SELECTED EXTRACT ::

++++++

The city of Shenzhen offers an example of how China's SEZs can change the landscape. It used to be a small fishing village with a population in the hundreds. In 1980, the government declared it an SEZ, according to Chinese diplomat Song Deheng, who told the story in a June speech on China's SEZs. In 10 years, it was a medium-sized city, with a gross domestic product of $2 billion. By 2002, the population had hit 10 million, and its GDP had reached $44 billion.
China steers development in much the same way that Western governmental entities do. "You name it they've got it - tax benefits, no tax on profits, free land," says Wong. Just like their Western counterparts, Chinese officials know that generous treatment of entrepreneurial companies pays dividends to the community. "When you are successful, you hire people," says Wong. "The return is payroll taxes and prosperity for the city. It's great urban planning."
What's important to recognize now is that China's development strategy adapts as the years pass. As one area heats up - or at least enjoys development that is deemed to be sufficient - the government turns the spotlight to a new area. And it has the luxury of having lots of land and citizens eagerly waiting to enjoy the benefits of Western investment.
"People have been talking about the bubble in China - that it's going to crash and burn," Wong says. "What's the next after China? The answer is western China."
The western reaches of the country have not shared in the explosive growth of recent years, says Ghadar, with the bulk of the country's growth taking place in the eastern regions near the coastline. "If China is growing in aggregate 10 percent, the coastal region may be growing 20 to 30 percent a year," he says. Not surprising, then, "the Chinese now have a policy of encouraging manufacturing to go inland. If you want to be in China, that's where they're encouraging you to go."
There are some very strong reasons to check out locations farther from the established, modern cities near the coast. "I just came back from Xian and they claim to have the lowest high-tech wages and lowest office space rental per square meter," says Wong. Some locations to the west are said to enjoy labor and business costs that are half what they are in Shanghai.
"It's best to be where the central government wants development," says Robert Howard, senior vice president of the California Industrial City Development Corp. His company is creating a massive development in Zhengzhou called California Industrial City.
"The city of Zhengzhou has about seven million people," he says. "Zhengzhou is the provincial capital of the Henan province, the most populous province in the world, with a population that exceeds 100 million people. We're within a six-hour drive of a population that exceeds the United States, 360 million people." That, he says, makes the development a prime place to serve the domestic Chinese market. Also appealing to many North American companies, he says, is the development's Western connection. "It's Western-financed, with Western investors and a Western management team. We will have a staff in China to facilitate all of their needs. We handle all of the paperwork. You have zero contact with the government."
Beyond the locations listed above - Shanghai, Tianjin, Beijing, Xian, Shenzhen, and Zhengzhou - there are plenty of other attractive places in China to locate a Western technology business, these observers say. Zhang, for example, mentions Guangdong province, Qingdao, Zhanjiang, Fujian province, and the west-central China destination of Chongqing, a significant commercial capital.
Wong also cites Chongqing as an area likely to see significant ongoing development, and also expects major development in Hefei, a targeted city in the Anhui province. Other areas of growth include the Hainan province and the Pudong area near Shanghai.

++++++

EXERCISE DATA ::
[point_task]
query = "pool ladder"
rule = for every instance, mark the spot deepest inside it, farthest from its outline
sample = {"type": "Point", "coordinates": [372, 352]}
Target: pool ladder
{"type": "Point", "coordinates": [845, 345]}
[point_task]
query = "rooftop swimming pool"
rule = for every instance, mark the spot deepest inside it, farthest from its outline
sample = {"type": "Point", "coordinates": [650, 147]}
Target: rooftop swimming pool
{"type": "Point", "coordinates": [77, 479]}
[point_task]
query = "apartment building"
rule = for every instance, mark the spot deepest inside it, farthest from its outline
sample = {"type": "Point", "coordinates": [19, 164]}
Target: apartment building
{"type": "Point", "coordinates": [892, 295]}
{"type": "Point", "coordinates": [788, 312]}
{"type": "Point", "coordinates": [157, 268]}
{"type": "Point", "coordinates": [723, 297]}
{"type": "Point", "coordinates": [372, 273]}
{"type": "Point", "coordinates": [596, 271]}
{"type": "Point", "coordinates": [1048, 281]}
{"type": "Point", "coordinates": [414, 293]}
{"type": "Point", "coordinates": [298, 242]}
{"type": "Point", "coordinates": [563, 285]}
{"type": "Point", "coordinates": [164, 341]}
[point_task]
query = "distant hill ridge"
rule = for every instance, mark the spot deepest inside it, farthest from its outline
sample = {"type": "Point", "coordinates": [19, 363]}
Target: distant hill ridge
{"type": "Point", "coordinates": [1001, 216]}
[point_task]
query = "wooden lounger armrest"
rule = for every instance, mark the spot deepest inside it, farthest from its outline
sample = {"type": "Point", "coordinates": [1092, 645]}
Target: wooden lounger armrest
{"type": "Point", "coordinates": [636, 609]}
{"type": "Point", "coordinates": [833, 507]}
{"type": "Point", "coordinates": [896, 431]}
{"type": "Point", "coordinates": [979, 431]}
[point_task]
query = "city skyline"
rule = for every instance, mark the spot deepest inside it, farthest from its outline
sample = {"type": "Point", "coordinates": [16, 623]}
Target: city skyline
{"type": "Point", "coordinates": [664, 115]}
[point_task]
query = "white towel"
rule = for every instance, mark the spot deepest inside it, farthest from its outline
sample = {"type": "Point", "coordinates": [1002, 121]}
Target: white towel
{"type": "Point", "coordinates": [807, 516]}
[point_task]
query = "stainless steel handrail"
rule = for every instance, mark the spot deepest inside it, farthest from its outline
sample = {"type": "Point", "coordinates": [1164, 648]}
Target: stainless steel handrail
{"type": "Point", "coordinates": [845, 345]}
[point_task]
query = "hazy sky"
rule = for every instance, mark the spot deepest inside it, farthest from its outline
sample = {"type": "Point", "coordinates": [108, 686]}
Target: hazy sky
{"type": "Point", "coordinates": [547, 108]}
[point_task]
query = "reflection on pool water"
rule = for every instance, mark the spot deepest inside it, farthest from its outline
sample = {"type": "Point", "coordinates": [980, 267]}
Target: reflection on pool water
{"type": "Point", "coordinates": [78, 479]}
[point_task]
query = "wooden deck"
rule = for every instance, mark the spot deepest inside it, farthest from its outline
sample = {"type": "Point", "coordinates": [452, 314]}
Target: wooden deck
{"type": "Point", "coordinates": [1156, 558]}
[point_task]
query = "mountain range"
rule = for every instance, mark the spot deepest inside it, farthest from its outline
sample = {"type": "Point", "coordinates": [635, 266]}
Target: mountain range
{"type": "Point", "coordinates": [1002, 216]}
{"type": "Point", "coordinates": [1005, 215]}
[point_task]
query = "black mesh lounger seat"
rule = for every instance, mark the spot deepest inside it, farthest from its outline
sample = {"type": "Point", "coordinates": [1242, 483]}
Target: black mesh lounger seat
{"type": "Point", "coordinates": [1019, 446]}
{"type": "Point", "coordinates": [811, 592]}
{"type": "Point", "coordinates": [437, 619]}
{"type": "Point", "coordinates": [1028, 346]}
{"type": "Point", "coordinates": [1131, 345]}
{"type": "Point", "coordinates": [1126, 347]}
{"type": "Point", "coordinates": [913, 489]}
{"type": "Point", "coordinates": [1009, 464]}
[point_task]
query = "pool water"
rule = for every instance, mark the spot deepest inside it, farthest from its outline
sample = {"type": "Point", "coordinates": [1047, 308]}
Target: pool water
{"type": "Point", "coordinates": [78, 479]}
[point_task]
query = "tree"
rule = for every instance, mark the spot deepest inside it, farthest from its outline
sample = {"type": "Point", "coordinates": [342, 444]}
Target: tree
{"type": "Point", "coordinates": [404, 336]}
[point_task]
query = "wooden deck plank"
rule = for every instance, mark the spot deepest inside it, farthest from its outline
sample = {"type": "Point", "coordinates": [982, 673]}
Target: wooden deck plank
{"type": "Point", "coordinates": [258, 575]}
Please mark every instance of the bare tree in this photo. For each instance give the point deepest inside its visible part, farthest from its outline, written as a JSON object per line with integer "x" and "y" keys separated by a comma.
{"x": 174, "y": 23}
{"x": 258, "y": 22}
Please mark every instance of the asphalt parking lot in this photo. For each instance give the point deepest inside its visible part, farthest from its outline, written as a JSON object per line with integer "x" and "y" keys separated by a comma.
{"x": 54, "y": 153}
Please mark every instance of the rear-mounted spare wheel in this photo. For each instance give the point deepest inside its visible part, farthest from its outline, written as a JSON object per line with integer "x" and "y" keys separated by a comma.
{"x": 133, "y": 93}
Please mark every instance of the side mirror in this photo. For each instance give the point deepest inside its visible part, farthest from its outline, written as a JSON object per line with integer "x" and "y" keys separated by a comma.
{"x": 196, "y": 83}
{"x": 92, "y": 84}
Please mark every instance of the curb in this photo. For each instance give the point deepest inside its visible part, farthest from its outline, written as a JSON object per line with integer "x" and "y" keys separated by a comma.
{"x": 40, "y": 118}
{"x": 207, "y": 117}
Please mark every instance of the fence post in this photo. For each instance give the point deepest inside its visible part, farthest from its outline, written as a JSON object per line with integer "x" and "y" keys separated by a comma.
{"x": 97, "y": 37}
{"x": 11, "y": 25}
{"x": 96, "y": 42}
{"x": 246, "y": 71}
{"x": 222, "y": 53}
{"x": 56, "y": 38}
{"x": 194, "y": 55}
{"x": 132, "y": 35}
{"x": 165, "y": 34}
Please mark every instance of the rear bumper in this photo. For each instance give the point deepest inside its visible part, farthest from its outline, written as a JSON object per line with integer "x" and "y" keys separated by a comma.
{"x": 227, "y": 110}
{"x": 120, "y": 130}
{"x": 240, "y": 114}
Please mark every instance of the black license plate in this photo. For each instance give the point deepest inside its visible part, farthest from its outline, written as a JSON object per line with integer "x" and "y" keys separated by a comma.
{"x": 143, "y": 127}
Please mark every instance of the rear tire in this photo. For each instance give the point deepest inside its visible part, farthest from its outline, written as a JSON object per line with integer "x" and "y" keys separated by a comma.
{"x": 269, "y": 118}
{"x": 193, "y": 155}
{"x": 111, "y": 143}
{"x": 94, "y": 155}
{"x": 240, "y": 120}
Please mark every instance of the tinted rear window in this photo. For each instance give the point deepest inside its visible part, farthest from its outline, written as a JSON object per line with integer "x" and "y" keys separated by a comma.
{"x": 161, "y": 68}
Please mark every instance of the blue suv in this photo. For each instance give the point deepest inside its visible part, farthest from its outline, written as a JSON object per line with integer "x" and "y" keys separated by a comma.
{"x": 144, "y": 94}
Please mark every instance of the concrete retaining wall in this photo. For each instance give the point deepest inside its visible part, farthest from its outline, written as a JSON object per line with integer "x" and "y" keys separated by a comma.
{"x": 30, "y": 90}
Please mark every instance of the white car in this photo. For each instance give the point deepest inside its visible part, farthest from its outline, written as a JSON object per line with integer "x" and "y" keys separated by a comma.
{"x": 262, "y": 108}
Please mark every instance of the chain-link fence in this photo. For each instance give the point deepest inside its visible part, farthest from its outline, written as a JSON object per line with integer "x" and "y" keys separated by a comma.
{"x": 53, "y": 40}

++++++

Can you write out word for word everything from "China steers development" down to "of Western investment." in the text on China's development zones?

China steers development in much the same way that Western governmental entities do. "You name it they've got it - tax benefits, no tax on profits, free land," says Wong. Just like their Western counterparts, Chinese officials know that generous treatment of entrepreneurial companies pays dividends to the community. "When you are successful, you hire people," says Wong. "The return is payroll taxes and prosperity for the city. It's great urban planning."
What's important to recognize now is that China's development strategy adapts as the years pass. As one area heats up - or at least enjoys development that is deemed to be sufficient - the government turns the spotlight to a new area. And it has the luxury of having lots of land and citizens eagerly waiting to enjoy the benefits of Western investment.